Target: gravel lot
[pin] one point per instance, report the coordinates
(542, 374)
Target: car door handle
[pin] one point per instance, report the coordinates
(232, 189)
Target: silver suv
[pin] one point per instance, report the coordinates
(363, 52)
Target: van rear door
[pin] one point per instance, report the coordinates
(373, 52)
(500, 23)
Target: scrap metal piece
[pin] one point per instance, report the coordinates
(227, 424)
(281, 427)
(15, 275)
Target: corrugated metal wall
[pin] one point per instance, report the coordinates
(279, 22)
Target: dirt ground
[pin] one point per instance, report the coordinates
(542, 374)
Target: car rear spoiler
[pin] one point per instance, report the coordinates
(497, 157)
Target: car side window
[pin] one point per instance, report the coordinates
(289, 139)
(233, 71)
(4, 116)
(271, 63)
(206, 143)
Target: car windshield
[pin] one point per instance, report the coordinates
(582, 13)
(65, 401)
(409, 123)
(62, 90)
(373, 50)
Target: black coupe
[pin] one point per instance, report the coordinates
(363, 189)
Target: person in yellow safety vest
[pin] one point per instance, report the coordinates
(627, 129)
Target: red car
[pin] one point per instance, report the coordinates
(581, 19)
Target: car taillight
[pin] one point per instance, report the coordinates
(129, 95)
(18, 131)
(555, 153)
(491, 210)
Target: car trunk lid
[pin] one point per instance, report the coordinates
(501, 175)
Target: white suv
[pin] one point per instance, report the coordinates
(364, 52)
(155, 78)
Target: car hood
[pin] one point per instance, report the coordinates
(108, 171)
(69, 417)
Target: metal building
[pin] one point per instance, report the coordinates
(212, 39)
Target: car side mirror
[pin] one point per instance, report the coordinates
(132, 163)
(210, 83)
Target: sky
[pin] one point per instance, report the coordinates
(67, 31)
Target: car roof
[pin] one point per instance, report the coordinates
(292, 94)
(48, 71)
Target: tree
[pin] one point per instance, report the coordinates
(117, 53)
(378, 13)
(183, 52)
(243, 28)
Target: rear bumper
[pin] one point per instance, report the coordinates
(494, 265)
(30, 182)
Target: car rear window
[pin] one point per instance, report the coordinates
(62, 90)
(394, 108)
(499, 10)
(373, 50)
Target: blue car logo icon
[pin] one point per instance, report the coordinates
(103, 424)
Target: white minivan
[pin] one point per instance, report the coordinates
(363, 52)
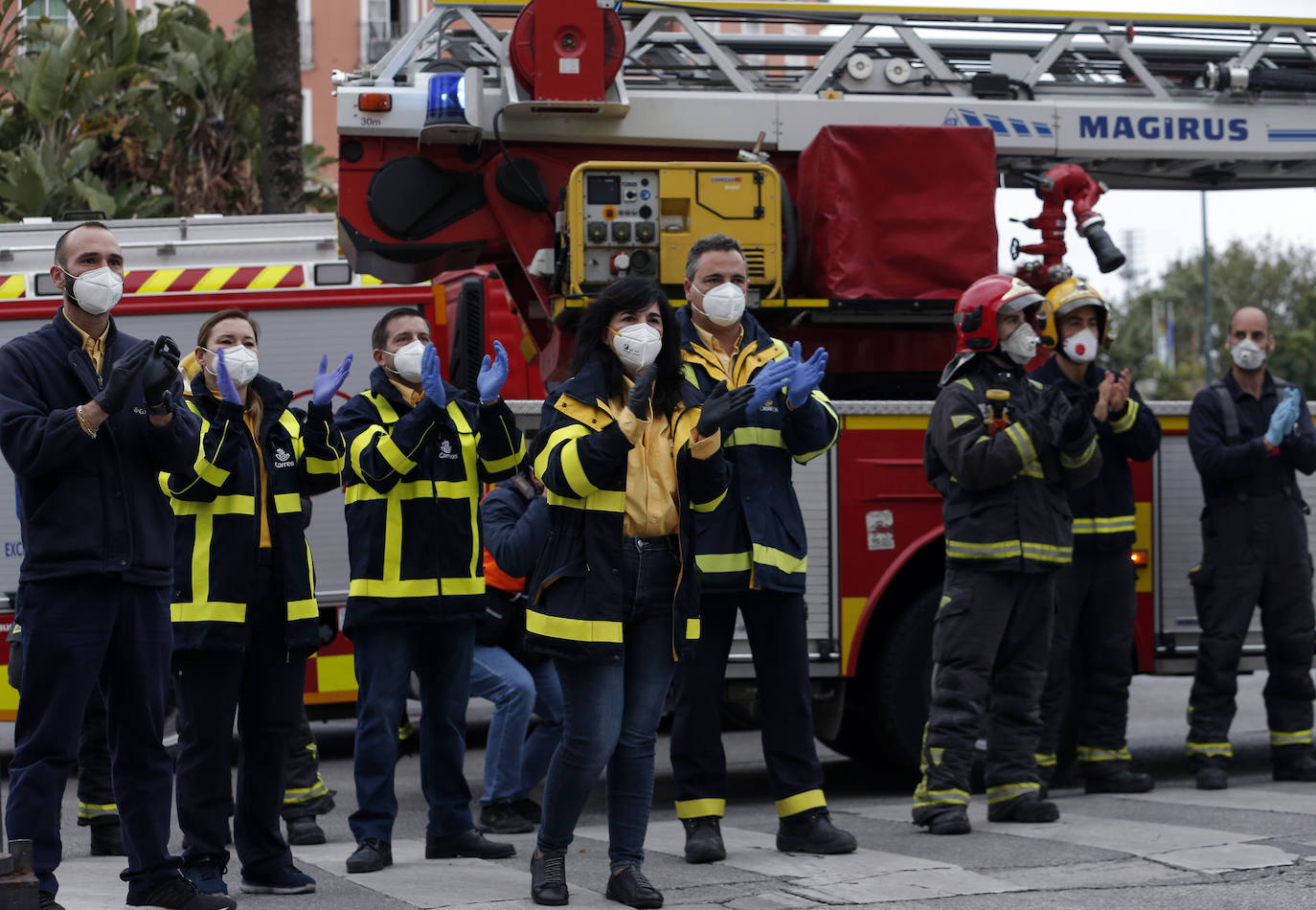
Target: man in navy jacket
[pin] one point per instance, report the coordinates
(88, 418)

• [YOUR TASK] Print once more, exactly, the lines from the one with "Target: car trunk lid" through the last line of the data, both ends included, without any pictures.

• [RESULT OF THE EXERCISE]
Target: car trunk lid
[pin] one point per instance, report the coordinates
(501, 175)
Target: white suv
[pin] one point per instance, report the coordinates
(364, 52)
(155, 78)
Target: car hood
[pin] one point per instance, report the coordinates
(108, 171)
(69, 417)
Target: metal building
[pin] one point per instance, report the coordinates
(212, 39)
Target: car side mirror
[pin] one point per instance, report the coordinates
(132, 163)
(210, 83)
Target: sky
[pin] one point per instance, report the coordinates
(67, 31)
Target: car roof
[pin] one point per instance, report the coordinates
(292, 94)
(48, 71)
Target: tree
[pin] one point per instance, report the coordinates
(117, 53)
(378, 13)
(183, 52)
(243, 28)
Target: rear bumper
[pin] one point per instance, report the coordinates
(494, 265)
(30, 182)
Target: car rear window
[pin] one point per instance, report the coordinates
(62, 90)
(394, 108)
(499, 10)
(373, 50)
Target: blue car logo icon
[pin] one point per instance, report the coordinates
(103, 424)
Target: white minivan
[pin] one point per instance, report the coordinates
(363, 52)
Target: man in navy jacket
[pin] one point per instance, report the coordinates
(88, 418)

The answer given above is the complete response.